Source passage:

Well, a bank might be in contact just to see if the customer can be talked into paying off the debt, even though the customer is under no legal obligation to do so.

That seems to be what Capital One is doing to one California couple who the LA Times’ David Lazarus writes about this week. The couple recently received a notice they owed over $5,000 in debt and interest related to a credit card account that was closed a decade ago with a balance of around $2,000.

The statute of limitations on such a debt in California is four years, and Capital One acknowledges that it has no right to sue for payment now. Nonetheless, the notices sent out by Capital One state “payment due.”

Now why would the bank give the impression that its former customer is under any obligation to pay off a debt that’s long since been written off? Basically because there’s a chance some customers who are unaware of the rules might just pay it off. As Lazarus writes, however, banks and debt collectors have almost no power to collect on debts that are past the statute of limitations:

all a debt collector can do is ask, pretty please, for some money.

Their requests might come in slightly stronger—even threatening and deceptive—language, as these former debt collectors confess. So … if anyone contacts you regarding an old debt, it’s essential to understand your rights, so you’re able to outsmart a debt collector, if need be.

The big takeaway, as Lazarus puts it, is this:

just because they say you have to cough up some money, that doesn’t necessarily make it so.

Listed entries:
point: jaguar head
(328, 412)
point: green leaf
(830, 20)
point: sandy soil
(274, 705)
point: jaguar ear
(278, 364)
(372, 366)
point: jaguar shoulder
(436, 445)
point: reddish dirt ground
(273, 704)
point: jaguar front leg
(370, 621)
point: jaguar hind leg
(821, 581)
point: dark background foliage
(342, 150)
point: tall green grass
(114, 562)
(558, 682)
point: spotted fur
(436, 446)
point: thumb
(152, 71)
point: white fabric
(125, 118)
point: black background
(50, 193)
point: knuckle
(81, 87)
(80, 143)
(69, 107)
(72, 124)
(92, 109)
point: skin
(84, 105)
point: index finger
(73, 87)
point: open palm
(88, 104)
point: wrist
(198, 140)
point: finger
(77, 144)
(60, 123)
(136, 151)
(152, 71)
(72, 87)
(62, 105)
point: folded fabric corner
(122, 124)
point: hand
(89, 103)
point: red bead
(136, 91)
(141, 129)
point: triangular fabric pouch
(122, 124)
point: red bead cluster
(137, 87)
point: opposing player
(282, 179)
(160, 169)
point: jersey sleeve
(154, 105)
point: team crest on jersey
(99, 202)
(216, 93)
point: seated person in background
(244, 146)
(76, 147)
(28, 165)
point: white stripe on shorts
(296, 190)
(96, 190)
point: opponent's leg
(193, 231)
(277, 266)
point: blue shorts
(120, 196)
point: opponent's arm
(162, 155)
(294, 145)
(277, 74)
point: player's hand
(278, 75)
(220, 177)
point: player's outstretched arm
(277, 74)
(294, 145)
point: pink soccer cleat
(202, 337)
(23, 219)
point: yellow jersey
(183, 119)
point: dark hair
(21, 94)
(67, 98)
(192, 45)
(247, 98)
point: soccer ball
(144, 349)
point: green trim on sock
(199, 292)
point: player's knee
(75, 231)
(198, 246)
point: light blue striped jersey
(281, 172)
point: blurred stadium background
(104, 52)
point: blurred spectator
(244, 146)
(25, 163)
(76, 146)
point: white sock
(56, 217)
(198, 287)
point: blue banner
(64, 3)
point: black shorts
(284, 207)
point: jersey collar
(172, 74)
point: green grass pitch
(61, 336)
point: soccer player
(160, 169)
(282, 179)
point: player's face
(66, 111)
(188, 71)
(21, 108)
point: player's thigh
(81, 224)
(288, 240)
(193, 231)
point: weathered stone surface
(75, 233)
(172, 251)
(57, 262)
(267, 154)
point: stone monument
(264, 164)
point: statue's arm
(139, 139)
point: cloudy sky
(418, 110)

Actions to take:
**1)** According to the debt collection passage, how long is the statute of limitations on such a debt in California?
**2)** Retype word for word the part of the debt collection passage that begins at the words "Now why would" and stops after "for some money.".

Worked solutions:
**1)** Four years.

**2)**
Now why would the bank give the impression that its former customer is under any obligation to pay off a debt that’s long since been written off? Basically because there’s a chance some customers who are unaware of the rules might just pay it off. As Lazarus writes, however, banks and debt collectors have almost no power to collect on debts that are past the statute of limitations:

all a debt collector can do is ask, pretty please, for some money.